The Arizona Desert Lamp

Happy Monday; or, “School? Again?”

Posted in Campus, Education Policy by Evan Lisull on 24 August 2009

Zombies

They‘re here, schedules in one hand and iPhones in the other. While this year’s freshman Horde will no doubt be fawned over even more than last year’s, all is not well at the UA. Some long-term trends to keep an eye on.

1. 38,800 students and rising. It’s weird to hear a university President gush over the “record number” of attendees, as though he were describing a concert or a store opening. The problems that the ever-growing mob brings is the angle taken by KVOA ‘s article, which raises the issues of housing, parking, and classroom space; the respective answers are “we’re building more,” “we’re building more,” and “we’re innovating more.”

(Actually, UA Housing Director Jim Van Arsdel’s quote on dorm shortages is hilarious enough to bear repeating:

“We have filled every single permanent space we have in our system,” said Arsdel. “We’ve assigned 290 students to spaces that we call temporary.”

> **Work to complete**:
A. For the Desert Lamp post above, decide whether each statement agrees with it, and answer yes or no with the deciding words quoted: (i) The university enrollment figure given is 38,800 students. (ii) KVOA's article raises the issue of tuition costs. (iii) Van Arsdel said 290 students were assigned to temporary spaces.
B. Rewrite the Desert Lamp post between "They‘re here, schedules" and "keep an eye on.", inclusive, replacing "freshman" with "first-year".

> **Entries supplied**:
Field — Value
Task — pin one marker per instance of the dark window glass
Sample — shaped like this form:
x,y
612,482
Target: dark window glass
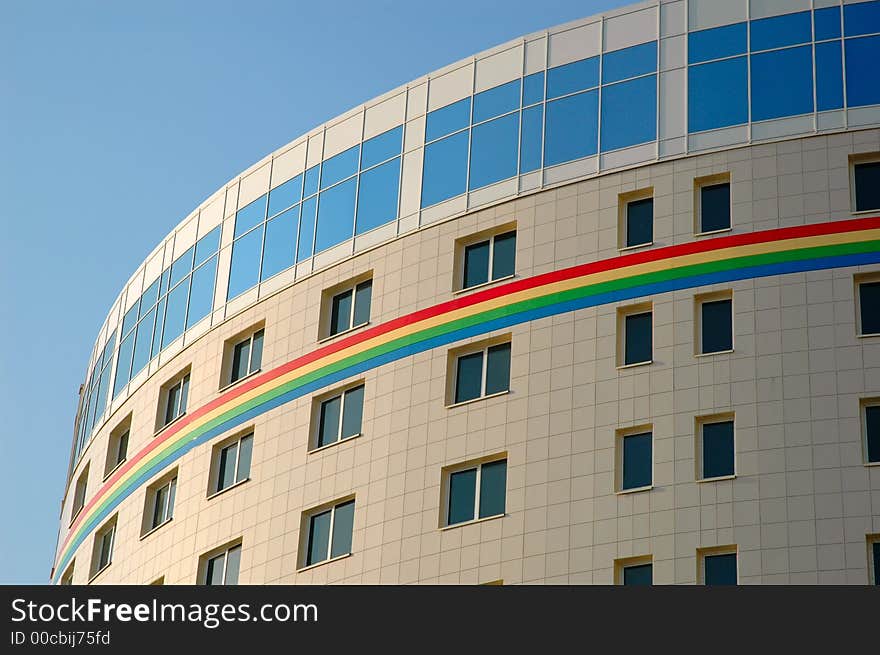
x,y
639,222
637,460
714,207
462,490
638,338
493,488
720,569
718,452
641,574
717,326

> **Outputs in order**:
A.
(i) Yes: "38,800 students and rising."
(ii) No: "which raises the issues of housing, parking, and classroom space"
(iii) Yes: "We’ve assigned 290 students to spaces that we call temporary."

B.
They‘re here, schedules in one hand and iPhones in the other. While this year’s first-year Horde will no doubt be fawned over even more than last year’s, all is not well at the UA. Some long-term trends to keep an eye on.